Records to process
·····

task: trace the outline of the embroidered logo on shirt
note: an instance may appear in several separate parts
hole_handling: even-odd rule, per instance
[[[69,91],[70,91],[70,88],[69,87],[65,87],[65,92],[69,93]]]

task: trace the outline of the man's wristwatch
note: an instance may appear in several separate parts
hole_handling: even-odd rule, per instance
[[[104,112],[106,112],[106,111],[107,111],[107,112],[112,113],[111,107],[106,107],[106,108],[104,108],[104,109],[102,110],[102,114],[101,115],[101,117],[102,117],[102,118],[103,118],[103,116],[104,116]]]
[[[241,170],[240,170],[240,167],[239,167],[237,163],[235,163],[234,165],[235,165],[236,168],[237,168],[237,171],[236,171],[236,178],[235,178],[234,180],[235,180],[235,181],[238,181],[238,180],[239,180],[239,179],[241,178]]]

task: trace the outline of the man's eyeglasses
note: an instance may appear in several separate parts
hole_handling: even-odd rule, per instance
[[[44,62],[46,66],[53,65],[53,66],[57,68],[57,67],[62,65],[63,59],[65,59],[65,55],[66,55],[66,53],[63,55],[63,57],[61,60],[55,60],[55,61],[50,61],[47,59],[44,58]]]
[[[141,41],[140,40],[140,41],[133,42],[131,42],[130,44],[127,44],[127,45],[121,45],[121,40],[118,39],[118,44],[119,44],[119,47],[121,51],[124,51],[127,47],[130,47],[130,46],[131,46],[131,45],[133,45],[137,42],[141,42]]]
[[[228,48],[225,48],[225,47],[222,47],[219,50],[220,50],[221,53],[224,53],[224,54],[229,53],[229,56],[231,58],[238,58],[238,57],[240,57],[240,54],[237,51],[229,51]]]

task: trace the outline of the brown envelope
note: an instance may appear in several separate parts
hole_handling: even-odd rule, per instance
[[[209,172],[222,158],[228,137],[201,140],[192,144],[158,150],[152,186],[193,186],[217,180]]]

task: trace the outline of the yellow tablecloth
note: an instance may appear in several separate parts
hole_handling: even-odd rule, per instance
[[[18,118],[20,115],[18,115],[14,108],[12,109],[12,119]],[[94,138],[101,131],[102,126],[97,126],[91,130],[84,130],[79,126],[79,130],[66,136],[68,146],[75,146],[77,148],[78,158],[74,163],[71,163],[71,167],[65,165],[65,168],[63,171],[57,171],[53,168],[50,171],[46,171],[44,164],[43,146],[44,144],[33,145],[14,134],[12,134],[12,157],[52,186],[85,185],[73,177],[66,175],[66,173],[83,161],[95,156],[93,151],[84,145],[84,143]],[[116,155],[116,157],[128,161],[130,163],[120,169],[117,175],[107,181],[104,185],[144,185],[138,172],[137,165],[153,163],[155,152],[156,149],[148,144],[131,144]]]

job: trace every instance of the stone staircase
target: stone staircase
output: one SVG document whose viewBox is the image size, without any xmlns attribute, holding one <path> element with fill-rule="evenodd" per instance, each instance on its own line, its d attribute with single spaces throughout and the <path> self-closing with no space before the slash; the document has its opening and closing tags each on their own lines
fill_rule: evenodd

·····

Directive
Rewrite the data above with every "several separate parts" changed to "multiple disconnected pieces". Leave everything else as it is.

Complete response
task: trace the outline of the embroidered logo on shirt
note: an instance may appear in multiple disconnected pieces
hole_handling: even-odd rule, per instance
[[[69,91],[70,91],[70,88],[69,87],[65,87],[65,92],[69,93]]]

task: trace the outline of the man's wristwatch
note: an instance may appear in multiple disconnected pieces
hole_handling: even-odd rule, per instance
[[[104,112],[106,112],[106,111],[107,111],[107,112],[112,113],[111,107],[106,107],[106,108],[104,108],[104,109],[102,110],[102,114],[101,115],[101,117],[102,117],[102,118],[103,118],[103,116],[104,116]]]
[[[241,170],[240,170],[240,167],[239,167],[237,163],[235,163],[234,165],[235,165],[236,168],[237,168],[237,171],[236,171],[236,178],[235,178],[234,180],[235,180],[235,181],[238,181],[238,180],[239,180],[239,179],[241,178]]]

task: trace the outline of the man's eyeglasses
note: an instance may appear in multiple disconnected pieces
hole_handling: even-odd rule, per instance
[[[44,62],[46,66],[53,65],[53,66],[57,68],[57,67],[62,65],[63,59],[65,59],[65,55],[66,55],[66,53],[63,55],[63,57],[61,60],[55,60],[55,61],[50,61],[47,59],[44,58]]]
[[[141,41],[140,40],[140,41],[133,42],[131,42],[130,44],[127,44],[127,45],[121,45],[121,40],[118,39],[118,44],[119,44],[119,47],[121,51],[124,51],[127,47],[130,47],[130,46],[131,46],[131,45],[133,45],[137,42],[141,42]]]
[[[228,48],[225,48],[225,47],[222,47],[219,50],[220,50],[221,53],[224,53],[224,54],[229,53],[229,56],[231,58],[238,58],[238,57],[240,57],[240,54],[237,51],[229,51]]]

task: trace the outline of the brown envelope
note: an instance may appear in multiple disconnected pieces
hole_handling: even-odd rule, per instance
[[[209,172],[222,158],[228,137],[201,140],[192,144],[158,150],[152,186],[193,186],[217,180]]]

task: trace the outline of the yellow tablecloth
note: an instance may appear in multiple disconnected pieces
hole_handling: even-odd rule, per instance
[[[18,118],[20,115],[18,115],[14,108],[12,109],[12,119]],[[94,138],[101,131],[102,126],[97,126],[91,130],[84,130],[79,126],[79,130],[66,136],[68,146],[75,146],[77,148],[78,158],[74,163],[71,163],[71,167],[65,165],[65,168],[63,171],[57,171],[53,168],[50,171],[46,171],[44,164],[43,146],[44,144],[33,145],[14,134],[12,134],[12,157],[52,186],[85,185],[73,177],[66,175],[66,173],[83,161],[95,156],[93,151],[84,145],[84,143]],[[116,155],[116,157],[128,161],[130,163],[120,169],[117,175],[107,181],[104,185],[144,185],[138,172],[137,165],[153,163],[155,152],[156,149],[148,144],[131,144]]]

job: trace every instance of the stone staircase
target: stone staircase
output: one SVG document whose viewBox is the image size, without any xmlns attribute, holding one <path> element with fill-rule="evenodd" per instance, each instance on its own line, its d attribute with single spaces throughout and the <path> self-closing with no space before the slash; the document has its opening and closing tags each on their own lines
fill_rule: evenodd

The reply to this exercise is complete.